▸ Problem statement: Convert the rows below into a numbered list and omit every blank line.

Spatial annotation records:

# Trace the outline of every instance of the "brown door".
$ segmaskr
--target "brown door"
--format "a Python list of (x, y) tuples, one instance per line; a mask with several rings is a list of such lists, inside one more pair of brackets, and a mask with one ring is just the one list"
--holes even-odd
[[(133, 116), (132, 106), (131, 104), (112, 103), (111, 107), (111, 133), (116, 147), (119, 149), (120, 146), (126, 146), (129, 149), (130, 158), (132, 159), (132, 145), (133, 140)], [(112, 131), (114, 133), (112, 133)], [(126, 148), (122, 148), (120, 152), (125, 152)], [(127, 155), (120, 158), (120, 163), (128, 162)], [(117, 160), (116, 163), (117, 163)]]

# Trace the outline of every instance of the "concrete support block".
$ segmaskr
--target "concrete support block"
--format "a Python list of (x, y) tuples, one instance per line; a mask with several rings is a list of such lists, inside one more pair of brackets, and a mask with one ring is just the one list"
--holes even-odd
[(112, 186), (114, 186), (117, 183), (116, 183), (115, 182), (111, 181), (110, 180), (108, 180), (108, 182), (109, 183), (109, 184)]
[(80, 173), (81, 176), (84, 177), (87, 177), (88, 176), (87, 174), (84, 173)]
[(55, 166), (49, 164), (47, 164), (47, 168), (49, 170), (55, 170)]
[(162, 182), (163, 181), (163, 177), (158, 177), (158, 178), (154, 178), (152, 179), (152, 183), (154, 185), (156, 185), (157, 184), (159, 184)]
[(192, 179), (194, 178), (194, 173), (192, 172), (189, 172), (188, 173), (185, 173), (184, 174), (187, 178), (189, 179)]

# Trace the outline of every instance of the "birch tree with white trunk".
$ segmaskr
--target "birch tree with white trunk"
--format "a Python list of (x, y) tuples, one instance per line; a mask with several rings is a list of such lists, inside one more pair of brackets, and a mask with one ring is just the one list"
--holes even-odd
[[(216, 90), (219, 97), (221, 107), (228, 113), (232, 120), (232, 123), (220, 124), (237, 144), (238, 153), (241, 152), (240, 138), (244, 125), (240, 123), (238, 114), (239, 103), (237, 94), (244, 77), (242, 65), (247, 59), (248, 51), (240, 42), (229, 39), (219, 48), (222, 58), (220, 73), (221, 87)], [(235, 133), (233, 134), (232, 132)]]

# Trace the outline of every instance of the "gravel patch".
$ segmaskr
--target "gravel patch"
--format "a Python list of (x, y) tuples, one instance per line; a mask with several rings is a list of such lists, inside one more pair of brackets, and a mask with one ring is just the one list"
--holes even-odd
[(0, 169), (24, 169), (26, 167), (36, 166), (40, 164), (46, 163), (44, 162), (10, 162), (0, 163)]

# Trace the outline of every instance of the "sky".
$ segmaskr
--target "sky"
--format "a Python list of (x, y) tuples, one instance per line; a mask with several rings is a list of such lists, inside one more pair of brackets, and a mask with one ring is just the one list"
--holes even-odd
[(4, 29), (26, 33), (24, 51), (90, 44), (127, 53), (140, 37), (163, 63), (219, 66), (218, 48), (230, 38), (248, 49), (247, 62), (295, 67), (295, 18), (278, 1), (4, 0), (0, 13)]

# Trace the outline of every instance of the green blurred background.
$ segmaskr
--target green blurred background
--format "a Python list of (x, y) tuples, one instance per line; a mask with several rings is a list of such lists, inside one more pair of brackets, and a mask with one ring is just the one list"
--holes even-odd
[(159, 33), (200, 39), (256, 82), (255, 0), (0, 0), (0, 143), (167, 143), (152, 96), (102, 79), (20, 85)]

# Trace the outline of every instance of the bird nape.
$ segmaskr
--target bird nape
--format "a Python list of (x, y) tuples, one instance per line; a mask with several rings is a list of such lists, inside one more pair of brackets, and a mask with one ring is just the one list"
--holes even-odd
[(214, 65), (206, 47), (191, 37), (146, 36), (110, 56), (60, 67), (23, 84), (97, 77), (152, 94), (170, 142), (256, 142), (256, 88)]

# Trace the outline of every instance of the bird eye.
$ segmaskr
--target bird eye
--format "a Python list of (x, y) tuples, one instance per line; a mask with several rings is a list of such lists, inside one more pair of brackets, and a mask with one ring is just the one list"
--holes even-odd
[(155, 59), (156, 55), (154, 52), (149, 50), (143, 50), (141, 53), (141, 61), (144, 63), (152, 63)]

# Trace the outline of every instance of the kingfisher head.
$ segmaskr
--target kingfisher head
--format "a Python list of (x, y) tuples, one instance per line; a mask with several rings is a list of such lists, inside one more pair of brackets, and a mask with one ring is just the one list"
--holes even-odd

▸ Answer to the exercise:
1. # Trace the outline of every instance of the "brown door".
2. $ segmaskr
3. --target "brown door"
4. --format "a Python list of (x, y) tuples, one instance per line; a mask with several rings is a list of such lists, inside one more pair of brackets, and a mask with one ring is just the one list"
5. --holes even-odd
6. [[(133, 116), (132, 106), (131, 104), (112, 103), (111, 107), (111, 133), (116, 147), (119, 149), (120, 146), (126, 146), (129, 149), (130, 158), (132, 159), (132, 145), (133, 140)], [(112, 131), (114, 133), (112, 133)], [(126, 148), (122, 148), (120, 152), (125, 152)], [(127, 155), (120, 158), (120, 163), (128, 162)], [(117, 160), (116, 163), (117, 163)]]
7. # Trace the outline of every instance of the "concrete support block".
8. $ segmaskr
9. --target "concrete support block"
10. --format "a Python list of (x, y) tuples, one instance per line; a mask with several rings is a list of such lists, inside one more pair of brackets, and a mask with one ring is just the one list"
11. --holes even-odd
12. [(112, 186), (114, 186), (117, 183), (116, 183), (115, 182), (111, 181), (110, 180), (108, 180), (108, 182), (109, 183), (109, 184)]
13. [(80, 173), (81, 176), (84, 177), (87, 177), (88, 176), (87, 174), (84, 173)]
14. [(55, 166), (49, 164), (47, 164), (47, 168), (49, 170), (55, 170)]
15. [(162, 182), (163, 181), (163, 177), (158, 177), (158, 178), (154, 178), (152, 179), (152, 183), (154, 185), (156, 185), (157, 184), (159, 184)]
16. [(192, 179), (194, 178), (194, 173), (192, 172), (189, 172), (188, 173), (185, 173), (184, 174), (187, 178), (189, 179)]
17. # Trace the outline of every instance of the "birch tree with white trunk".
18. $ segmaskr
19. --target "birch tree with white trunk"
20. --format "a Python list of (x, y) tuples, one instance per line; a mask with several rings is a list of such lists, inside one more pair of brackets, and a mask with one ring is just the one list"
21. --holes even-odd
22. [[(216, 90), (219, 97), (221, 107), (228, 113), (232, 120), (232, 123), (220, 124), (237, 144), (238, 153), (241, 152), (240, 138), (244, 125), (240, 123), (238, 114), (239, 103), (237, 94), (244, 77), (242, 65), (247, 59), (248, 51), (240, 42), (229, 39), (219, 48), (222, 58), (220, 73), (221, 87)], [(235, 133), (233, 134), (232, 132)]]
23. # Trace the outline of every instance of the "gravel patch".
24. $ segmaskr
25. --target "gravel patch"
26. --format "a Python list of (x, y) tuples, one instance per line; a mask with several rings is a list of such lists, inside one more pair of brackets, and a mask with one ring is just the one list"
27. --holes even-odd
28. [(0, 169), (24, 169), (26, 167), (36, 166), (40, 164), (46, 163), (44, 162), (10, 162), (0, 163)]
29. # Trace the outline of every instance of the "sky".
30. $ segmaskr
31. --target "sky"
32. --format "a Python list of (x, y) tuples, one instance per line; a mask with several rings is a list of such lists, inside one more pair of brackets, and a mask with one ring is just the one list"
33. --holes even-odd
34. [(4, 29), (26, 33), (24, 51), (90, 44), (127, 53), (140, 37), (163, 63), (219, 66), (218, 48), (230, 38), (248, 49), (247, 62), (295, 67), (295, 18), (278, 1), (4, 0), (0, 13)]
35. # Trace the outline of every instance of the green blurred background.
36. $ segmaskr
37. --target green blurred background
38. --format "a Python list of (x, y) tuples, one instance per line; a mask with several rings is a list of such lists, inside one more pair of brackets, and a mask with one ring is just the one list"
39. --holes even-odd
40. [(159, 33), (200, 39), (256, 82), (255, 0), (0, 0), (0, 143), (167, 143), (152, 96), (102, 79), (20, 85)]
41. # Trace the outline of every instance of the bird nape.
42. $ segmaskr
43. --target bird nape
44. --format "a Python list of (x, y) tuples, one instance per line; a mask with several rings is a list of such lists, inside one more pair of brackets, and a mask with one ring is just the one list"
45. --holes even-odd
46. [(214, 65), (206, 47), (191, 37), (146, 36), (110, 56), (60, 67), (23, 84), (97, 77), (152, 94), (170, 142), (256, 142), (256, 88)]
47. # Trace the outline of every instance of the bird eye.
48. $ segmaskr
49. --target bird eye
50. --format "a Python list of (x, y) tuples, one instance per line; a mask with several rings is a list of such lists, inside one more pair of brackets, and a mask with one ring is just the one list"
51. --holes even-odd
52. [(155, 59), (156, 55), (154, 52), (149, 50), (143, 50), (141, 53), (141, 61), (144, 63), (152, 63)]
53. # Trace the outline of every instance of the kingfisher head.
54. $ segmaskr
55. --target kingfisher head
56. --format "a Python list of (x, y) tuples, one instance per line; a mask with several rings is a list of such lists, inside one more pair of brackets, and a mask with one ring is just the one list"
57. --holes even-odd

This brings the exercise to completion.